Image box annotation listing:
.....

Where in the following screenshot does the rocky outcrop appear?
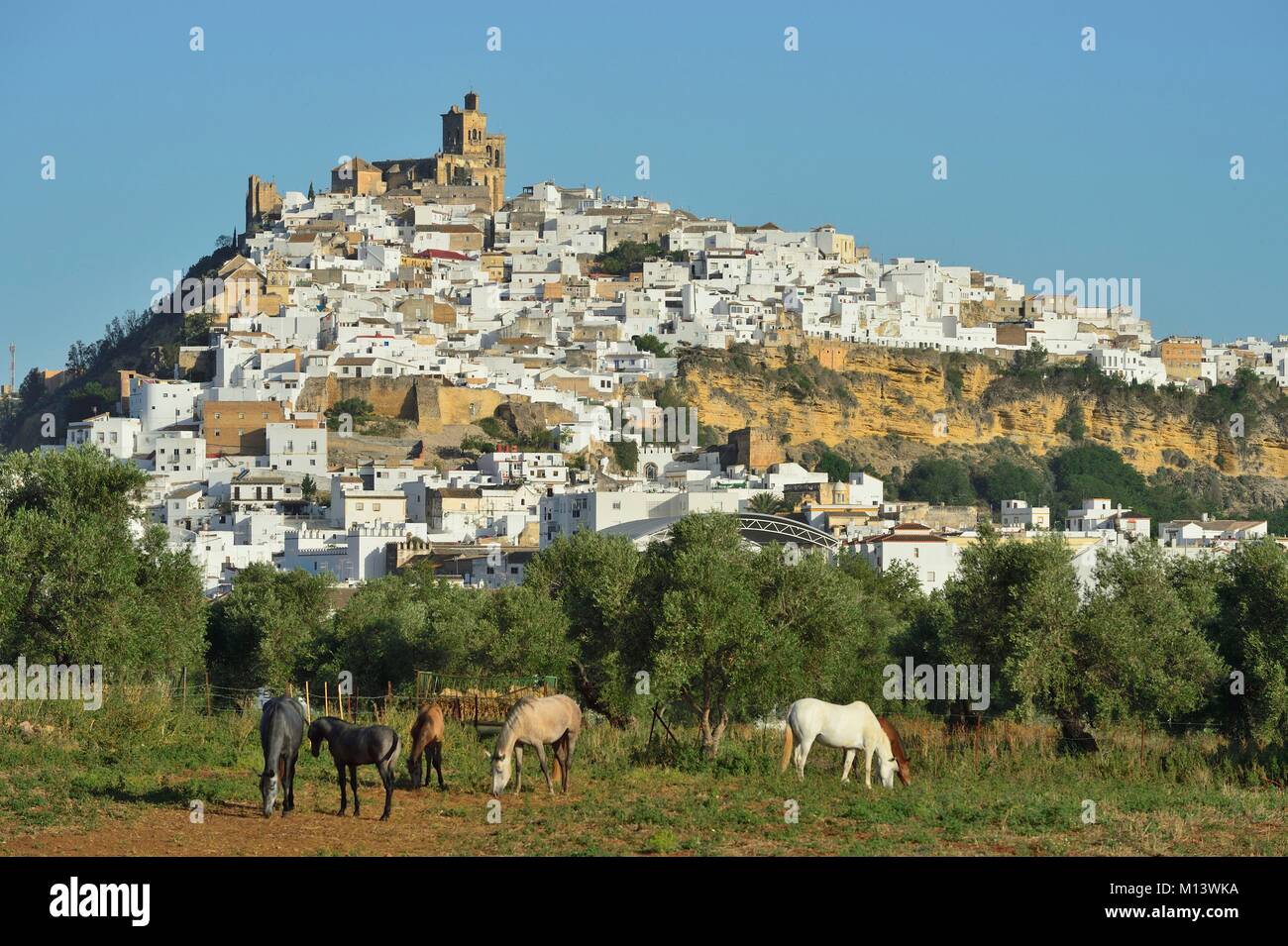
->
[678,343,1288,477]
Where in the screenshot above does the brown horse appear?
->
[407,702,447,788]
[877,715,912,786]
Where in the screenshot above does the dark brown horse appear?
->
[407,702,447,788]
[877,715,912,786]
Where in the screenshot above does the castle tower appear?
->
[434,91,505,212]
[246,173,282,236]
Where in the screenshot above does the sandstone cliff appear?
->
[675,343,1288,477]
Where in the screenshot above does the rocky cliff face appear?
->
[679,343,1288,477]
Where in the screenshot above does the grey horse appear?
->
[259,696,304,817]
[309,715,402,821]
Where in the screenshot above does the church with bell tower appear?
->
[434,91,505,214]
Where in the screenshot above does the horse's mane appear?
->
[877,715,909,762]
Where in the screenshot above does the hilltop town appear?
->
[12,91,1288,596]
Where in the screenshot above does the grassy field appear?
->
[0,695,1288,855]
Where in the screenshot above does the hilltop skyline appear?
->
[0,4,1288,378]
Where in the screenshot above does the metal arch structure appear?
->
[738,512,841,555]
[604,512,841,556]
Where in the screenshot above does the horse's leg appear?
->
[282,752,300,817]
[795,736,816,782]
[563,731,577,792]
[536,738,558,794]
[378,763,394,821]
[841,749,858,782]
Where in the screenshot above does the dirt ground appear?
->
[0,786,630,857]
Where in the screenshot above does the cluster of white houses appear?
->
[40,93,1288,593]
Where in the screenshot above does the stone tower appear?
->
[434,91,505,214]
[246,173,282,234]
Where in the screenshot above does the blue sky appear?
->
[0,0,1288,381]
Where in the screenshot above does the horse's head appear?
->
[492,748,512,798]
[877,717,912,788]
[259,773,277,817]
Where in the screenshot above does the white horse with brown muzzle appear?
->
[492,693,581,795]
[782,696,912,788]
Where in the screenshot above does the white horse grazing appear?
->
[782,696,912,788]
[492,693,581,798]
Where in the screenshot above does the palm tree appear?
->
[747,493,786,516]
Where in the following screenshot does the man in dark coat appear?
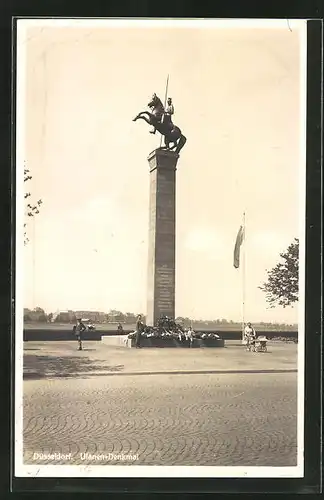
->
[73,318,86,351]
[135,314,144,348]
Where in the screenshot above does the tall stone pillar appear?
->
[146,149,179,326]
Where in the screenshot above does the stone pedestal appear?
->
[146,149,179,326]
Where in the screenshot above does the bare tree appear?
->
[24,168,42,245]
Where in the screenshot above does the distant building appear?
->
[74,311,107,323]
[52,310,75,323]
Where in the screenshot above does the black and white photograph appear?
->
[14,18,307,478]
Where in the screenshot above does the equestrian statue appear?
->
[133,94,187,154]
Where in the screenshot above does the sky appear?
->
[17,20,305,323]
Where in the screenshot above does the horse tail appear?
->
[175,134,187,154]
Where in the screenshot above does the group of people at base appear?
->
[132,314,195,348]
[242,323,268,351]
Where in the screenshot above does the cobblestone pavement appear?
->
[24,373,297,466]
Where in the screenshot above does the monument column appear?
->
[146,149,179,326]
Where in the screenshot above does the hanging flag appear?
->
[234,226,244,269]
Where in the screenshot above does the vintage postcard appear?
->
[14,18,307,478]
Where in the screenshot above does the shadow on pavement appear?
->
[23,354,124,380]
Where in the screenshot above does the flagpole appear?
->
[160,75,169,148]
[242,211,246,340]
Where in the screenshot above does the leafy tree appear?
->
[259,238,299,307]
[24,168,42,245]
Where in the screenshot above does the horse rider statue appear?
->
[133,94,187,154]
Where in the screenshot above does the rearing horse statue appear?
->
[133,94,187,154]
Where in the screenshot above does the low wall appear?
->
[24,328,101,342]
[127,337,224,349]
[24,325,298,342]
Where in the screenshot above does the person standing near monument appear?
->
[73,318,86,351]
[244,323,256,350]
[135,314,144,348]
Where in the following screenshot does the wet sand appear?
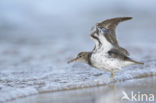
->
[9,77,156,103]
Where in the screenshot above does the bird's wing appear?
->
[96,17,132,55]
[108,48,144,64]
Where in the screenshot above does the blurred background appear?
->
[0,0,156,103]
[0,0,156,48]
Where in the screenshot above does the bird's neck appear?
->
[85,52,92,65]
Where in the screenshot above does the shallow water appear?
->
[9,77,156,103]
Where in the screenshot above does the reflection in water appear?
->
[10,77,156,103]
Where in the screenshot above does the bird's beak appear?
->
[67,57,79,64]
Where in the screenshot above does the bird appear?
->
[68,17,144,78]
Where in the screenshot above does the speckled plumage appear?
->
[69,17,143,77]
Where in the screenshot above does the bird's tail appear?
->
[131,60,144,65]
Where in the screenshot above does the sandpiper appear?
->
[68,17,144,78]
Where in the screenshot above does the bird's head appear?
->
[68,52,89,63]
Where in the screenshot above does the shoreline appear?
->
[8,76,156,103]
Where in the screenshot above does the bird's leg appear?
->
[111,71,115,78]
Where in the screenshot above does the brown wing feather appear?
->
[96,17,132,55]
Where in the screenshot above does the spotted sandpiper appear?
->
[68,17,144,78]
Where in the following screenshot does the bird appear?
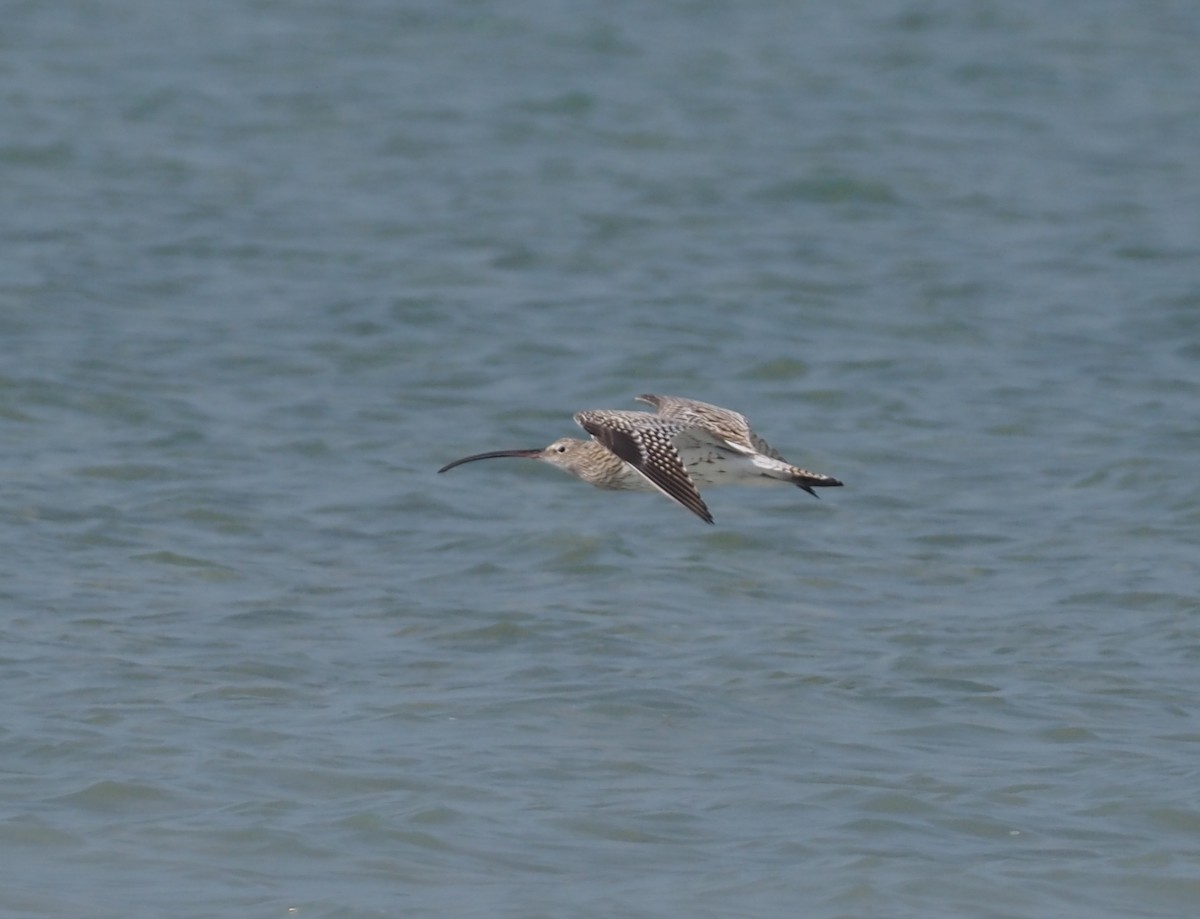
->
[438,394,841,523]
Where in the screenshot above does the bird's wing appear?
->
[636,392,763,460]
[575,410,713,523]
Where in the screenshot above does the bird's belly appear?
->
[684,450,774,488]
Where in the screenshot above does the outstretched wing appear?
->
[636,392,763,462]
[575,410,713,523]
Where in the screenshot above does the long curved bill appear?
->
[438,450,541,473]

.....

> [Goal]:
Copy the entire listing above verbatim, leaving out the pictures.

> [Written response]:
Where in the following screenshot does the rocky outcrop appear?
->
[678,343,1288,477]
Where in the screenshot above does the brown horse appear?
->
[407,702,447,788]
[877,715,912,786]
Where in the screenshot above does the dark brown horse appear?
->
[407,702,447,788]
[877,715,912,786]
Where in the screenshot above does the castle tower appear?
->
[434,91,505,212]
[246,173,282,236]
Where in the screenshot above does the sandstone cliff appear?
->
[675,343,1288,477]
Where in the screenshot above does the rocky cliff face appear?
->
[679,343,1288,477]
Where in the screenshot above does the grey horse appear?
->
[259,696,304,817]
[309,715,402,821]
Where in the screenshot above does the church with bell tower appear?
->
[434,91,505,214]
Where in the screenshot above does the horse's mane appear?
->
[877,715,909,762]
Where in the screenshot above does the hilltop town appear?
->
[12,91,1288,596]
Where in the screenshot above does the grassy field appear?
->
[0,695,1288,855]
Where in the screenshot above does the hilltop skyline appear?
->
[0,4,1288,378]
Where in the screenshot above does the metal arch structure appear?
->
[738,512,841,555]
[604,512,841,556]
Where in the screenshot above does the horse's leg appear?
->
[282,752,300,817]
[795,736,816,782]
[563,731,577,792]
[536,738,558,794]
[378,763,394,821]
[841,749,858,782]
Where in the screenshot above does the dirt ground appear?
->
[0,786,630,857]
Where in the screenshot above does the cluster of white houses appear?
->
[40,93,1288,593]
Where in the screenshot above does the stone tower appear?
->
[434,91,505,214]
[246,173,282,234]
Where in the screenshot above does the blue sky appear?
->
[0,0,1288,381]
Where in the screenshot above does the horse's head appear?
->
[492,748,512,798]
[877,717,912,788]
[259,773,277,817]
Where in the screenshot above does the white horse with brown muzzle appear?
->
[492,693,581,795]
[782,696,912,788]
Where in the screenshot above does the white horse grazing appear?
->
[782,696,912,788]
[492,693,581,798]
Where in the screenshot above does the palm tree appear?
->
[747,493,786,516]
Where in the following screenshot does the man in dark coat appear?
->
[73,318,86,351]
[135,314,144,348]
Where in the screenshot above does the tall stone pillar appear?
->
[146,149,179,326]
Where in the screenshot above does the stone pedestal appear?
->
[146,149,179,326]
Where in the screenshot above does the bare tree appear?
->
[24,168,42,245]
Where in the screenshot above does the distant building appear?
->
[74,311,107,323]
[52,310,75,323]
Where in the screenshot above does the black and white photograph appear?
->
[14,18,307,478]
Where in the screenshot above does the equestrian statue appear?
->
[133,94,187,154]
Where in the screenshot above does the sky appear?
->
[17,20,305,323]
Where in the screenshot above does the horse tail appear?
->
[175,134,187,154]
Where in the screenshot above does the group of people at base appear?
->
[132,314,195,348]
[242,323,268,351]
Where in the screenshot above does the cobblestone pavement appear?
->
[24,373,297,466]
Where in the screenshot above does the monument column appear?
->
[146,149,179,326]
Where in the screenshot above does the hanging flag appear?
->
[234,226,244,269]
Where in the screenshot above does the vintage postcard appear?
->
[14,18,307,478]
Where in the screenshot above does the shadow on pavement appear?
->
[23,354,124,380]
Where in the screenshot above does the flagpole appear?
->
[160,75,169,148]
[242,211,246,340]
Where in the screenshot above does the leafy tree appear?
->
[259,238,299,307]
[24,168,42,245]
Where in the screenshot above does the horse rider statue appear?
->
[133,94,187,154]
Where in the screenshot above does the rearing horse statue appear?
->
[133,94,187,154]
Where in the screenshot above does the low wall appear?
->
[24,328,101,342]
[127,337,224,349]
[24,325,298,342]
Where in the screenshot above does the person standing near monument appear?
->
[73,318,86,351]
[244,323,256,350]
[135,314,144,348]
Where in the following screenshot does the wet sand appear?
->
[9,77,156,103]
Where in the screenshot above does the bird's wing appear?
->
[96,17,132,55]
[108,48,144,64]
Where in the screenshot above does the blurred background appear?
->
[0,0,156,103]
[0,0,156,48]
Where in the screenshot above does the bird's neck appear?
->
[85,52,92,65]
Where in the screenshot above does the shallow water appear?
->
[9,77,156,103]
Where in the screenshot above does the reflection in water appear?
->
[10,77,156,103]
Where in the screenshot above does the bird's beak appear?
->
[67,57,79,64]
Where in the screenshot above does the bird appear?
->
[68,17,144,78]
Where in the screenshot above does the speckled plumage appear?
->
[69,17,143,77]
Where in the screenshot above does the bird's tail appear?
->
[131,60,144,65]
Where in the screenshot above does the sandpiper appear?
->
[68,17,144,78]
Where in the screenshot above does the bird's head appear?
->
[68,52,89,63]
Where in the screenshot above does the shoreline appear?
->
[8,76,156,103]
Where in the screenshot above does the bird's leg appear?
->
[111,71,115,78]
Where in the screenshot above does the brown wing feather appear?
->
[96,17,132,55]
Where in the screenshot above does the spotted sandpiper appear?
->
[68,17,144,78]
Where in the following screenshot does the bird appear?
->
[438,394,841,523]
Where in the screenshot above does the bird's wing appear?
->
[636,392,763,460]
[575,410,713,523]
Where in the screenshot above does the bird's belly appear?
->
[684,450,774,488]
Where in the screenshot above does the outstretched wing appear?
->
[636,392,763,462]
[575,410,713,523]
Where in the screenshot above does the long curved bill appear?
->
[438,450,541,473]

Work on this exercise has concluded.